• **Task instructions**: Pull every "clicks" line out of the data below.

*** Opening of Data provided ***

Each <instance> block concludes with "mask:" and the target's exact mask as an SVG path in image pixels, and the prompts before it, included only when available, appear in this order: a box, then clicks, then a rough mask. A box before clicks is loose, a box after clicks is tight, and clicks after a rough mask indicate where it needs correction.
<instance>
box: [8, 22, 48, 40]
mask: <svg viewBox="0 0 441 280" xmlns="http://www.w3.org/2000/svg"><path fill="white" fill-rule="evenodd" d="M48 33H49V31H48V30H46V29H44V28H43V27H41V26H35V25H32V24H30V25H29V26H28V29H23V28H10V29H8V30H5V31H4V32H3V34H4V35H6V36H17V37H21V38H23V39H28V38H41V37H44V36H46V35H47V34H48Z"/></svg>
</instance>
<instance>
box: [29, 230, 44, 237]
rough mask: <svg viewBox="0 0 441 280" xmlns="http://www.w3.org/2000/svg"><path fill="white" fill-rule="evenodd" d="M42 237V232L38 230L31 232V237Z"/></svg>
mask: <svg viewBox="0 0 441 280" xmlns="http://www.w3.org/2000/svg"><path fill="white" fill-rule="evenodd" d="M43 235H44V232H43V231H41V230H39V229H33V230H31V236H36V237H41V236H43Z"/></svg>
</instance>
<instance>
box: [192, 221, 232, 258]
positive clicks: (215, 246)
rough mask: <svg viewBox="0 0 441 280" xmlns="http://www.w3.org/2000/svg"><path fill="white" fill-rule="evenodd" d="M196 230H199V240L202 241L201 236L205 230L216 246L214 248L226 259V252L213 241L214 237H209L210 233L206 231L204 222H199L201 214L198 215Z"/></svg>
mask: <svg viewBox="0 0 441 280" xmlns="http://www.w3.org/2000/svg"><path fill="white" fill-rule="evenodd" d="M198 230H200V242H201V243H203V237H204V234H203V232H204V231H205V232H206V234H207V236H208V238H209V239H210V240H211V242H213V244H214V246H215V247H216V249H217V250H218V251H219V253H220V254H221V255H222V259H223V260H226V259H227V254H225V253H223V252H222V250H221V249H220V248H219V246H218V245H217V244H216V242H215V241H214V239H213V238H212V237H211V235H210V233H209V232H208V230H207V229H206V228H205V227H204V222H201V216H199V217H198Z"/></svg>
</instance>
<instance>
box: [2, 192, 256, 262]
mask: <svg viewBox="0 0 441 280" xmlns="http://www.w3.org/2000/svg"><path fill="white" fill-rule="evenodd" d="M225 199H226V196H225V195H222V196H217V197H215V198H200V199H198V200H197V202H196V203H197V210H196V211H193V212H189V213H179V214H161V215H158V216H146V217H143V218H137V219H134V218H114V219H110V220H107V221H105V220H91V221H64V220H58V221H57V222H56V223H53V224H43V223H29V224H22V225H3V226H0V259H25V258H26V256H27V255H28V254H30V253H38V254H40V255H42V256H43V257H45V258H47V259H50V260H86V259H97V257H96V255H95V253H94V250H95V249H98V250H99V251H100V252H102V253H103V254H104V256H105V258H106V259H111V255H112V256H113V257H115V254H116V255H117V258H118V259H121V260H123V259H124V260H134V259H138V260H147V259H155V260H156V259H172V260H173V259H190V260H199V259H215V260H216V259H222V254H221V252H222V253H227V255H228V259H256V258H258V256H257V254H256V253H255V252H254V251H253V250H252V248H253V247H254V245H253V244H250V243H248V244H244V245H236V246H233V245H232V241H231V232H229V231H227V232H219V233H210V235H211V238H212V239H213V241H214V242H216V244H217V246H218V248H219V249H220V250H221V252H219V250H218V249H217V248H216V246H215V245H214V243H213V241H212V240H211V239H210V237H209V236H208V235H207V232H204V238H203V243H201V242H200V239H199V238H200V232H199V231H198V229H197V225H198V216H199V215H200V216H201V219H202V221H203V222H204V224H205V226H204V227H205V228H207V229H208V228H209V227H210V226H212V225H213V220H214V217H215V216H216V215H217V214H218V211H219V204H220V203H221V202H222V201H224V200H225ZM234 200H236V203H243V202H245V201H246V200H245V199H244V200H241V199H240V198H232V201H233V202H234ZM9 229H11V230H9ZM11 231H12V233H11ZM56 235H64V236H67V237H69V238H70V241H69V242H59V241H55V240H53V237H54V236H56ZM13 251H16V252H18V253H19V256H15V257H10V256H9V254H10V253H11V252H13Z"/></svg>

*** Close of Data provided ***

• **Response below**:
Each <instance> block concludes with "mask:" and the target's exact mask as an SVG path in image pixels, and the prompts before it, included only when available, appear in this order: a box, then clicks, then a rough mask. A box before clicks is loose, a box after clicks is tight, and clicks after a rough mask indicate where it needs correction.
positive clicks: (215, 246)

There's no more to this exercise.